◆ Provided text ◆
+---+
If you're looking for an exact, literal translation use: _aap kis baare meN soch rahe haiN
_
If an approximate equivalent is acceptable to you, then I would choose: _aap kya soch rahe haiN_

You didn't mention who your intended recipient is.  It should be noted that _aap _is generally a term of respect/politeness.  If you intend to say it to a friend or someone younger than you then _tuu _or _tum _might be more appropriate than _aap_.  When using _tuu_, it should be _rahaa _(if addressing a male) or _rahii _(if addressing a female) and _hai _instead of _haiN_.  When using _tum_, it should be _ho _instead of _haiN_.


----------



## Qureshpor

Wolverine9 said:


> If you're looking for an exact, literal translation use: _aap kis baare meN soch rahe haiN
> _
> If an approximate equivalent is acceptable to you, then I would choose: _aap kya soch rahe haiN _[...]


I beg to differ on this.

"What are you thinking about?" has an exact, instinctive, first port of call translation as..

aap kyaa soch rahe haiN?


----------



## tonyspeed

QURESHPOR said:


> I beg to differ on this.
> 
> "What are you thinking about?" has an exact, instinctive, first port of call translation as..
> 
> aap kyaa soch rahe haiN?



There is a phrase for this in English. Six of one, half a dozen of the other.


----------



## Qureshpor

tonyspeed said:


> There is a phrase for this in English. Six of one, half a dozen of the other.
+---+
◆ Dataset records ◆
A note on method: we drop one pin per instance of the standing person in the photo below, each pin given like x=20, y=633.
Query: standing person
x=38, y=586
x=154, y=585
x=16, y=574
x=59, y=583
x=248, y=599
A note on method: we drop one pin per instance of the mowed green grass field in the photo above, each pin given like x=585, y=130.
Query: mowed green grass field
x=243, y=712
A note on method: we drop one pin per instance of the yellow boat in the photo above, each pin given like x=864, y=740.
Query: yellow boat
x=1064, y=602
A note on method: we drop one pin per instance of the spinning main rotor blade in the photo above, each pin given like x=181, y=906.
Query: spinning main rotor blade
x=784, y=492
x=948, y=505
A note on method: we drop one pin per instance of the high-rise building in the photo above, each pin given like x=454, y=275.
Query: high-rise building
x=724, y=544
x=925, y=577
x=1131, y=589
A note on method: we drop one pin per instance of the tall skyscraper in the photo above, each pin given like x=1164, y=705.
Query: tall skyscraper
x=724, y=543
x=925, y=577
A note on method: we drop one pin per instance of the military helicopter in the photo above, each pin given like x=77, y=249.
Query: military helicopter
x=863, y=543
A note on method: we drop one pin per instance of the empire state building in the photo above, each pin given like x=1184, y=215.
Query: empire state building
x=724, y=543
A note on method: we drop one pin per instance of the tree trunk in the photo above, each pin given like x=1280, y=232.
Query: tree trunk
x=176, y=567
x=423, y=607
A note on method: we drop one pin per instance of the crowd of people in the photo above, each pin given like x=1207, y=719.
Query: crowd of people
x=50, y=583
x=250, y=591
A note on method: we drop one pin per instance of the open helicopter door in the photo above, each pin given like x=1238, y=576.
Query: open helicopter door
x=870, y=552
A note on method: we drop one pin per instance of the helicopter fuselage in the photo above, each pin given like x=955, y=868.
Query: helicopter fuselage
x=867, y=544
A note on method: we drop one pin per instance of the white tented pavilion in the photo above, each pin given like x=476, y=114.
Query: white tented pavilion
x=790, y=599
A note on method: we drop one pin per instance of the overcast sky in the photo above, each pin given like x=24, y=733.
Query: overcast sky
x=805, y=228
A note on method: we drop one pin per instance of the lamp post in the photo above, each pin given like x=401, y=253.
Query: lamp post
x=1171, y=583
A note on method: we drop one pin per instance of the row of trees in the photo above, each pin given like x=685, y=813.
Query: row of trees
+---+
◆ Aim of the task ◆
Will you output the entire forum thread on translating "What are you thinking about?" word for word, with nothing changed or left out? The listing comes from a separate source.

◆ Correct response ◆
If you're looking for an exact, literal translation use: _aap kis baare meN soch rahe haiN
_
If an approximate equivalent is acceptable to you, then I would choose: _aap kya soch rahe haiN_

You didn't mention who your intended recipient is.  It should be noted that _aap _is generally a term of respect/politeness.  If you intend to say it to a friend or someone younger than you then _tuu _or _tum _might be more appropriate than _aap_.  When using _tuu_, it should be _rahaa _(if addressing a male) or _rahii _(if addressing a female) and _hai _instead of _haiN_.  When using _tum_, it should be _ho _instead of _haiN_.


----------



## Qureshpor

Wolverine9 said:


> If you're looking for an exact, literal translation use: _aap kis baare meN soch rahe haiN
> _
> If an approximate equivalent is acceptable to you, then I would choose: _aap kya soch rahe haiN _[...]


I beg to differ on this.

"What are you thinking about?" has an exact, instinctive, first port of call translation as..

aap kyaa soch rahe haiN?


----------



## tonyspeed

QURESHPOR said:


> I beg to differ on this.
> 
> "What are you thinking about?" has an exact, instinctive, first port of call translation as..
> 
> aap kyaa soch rahe haiN?



There is a phrase for this in English. Six of one, half a dozen of the other.


----------



## Qureshpor

tonyspeed said:


> There is a phrase for this in English. Six of one, half a dozen of the other.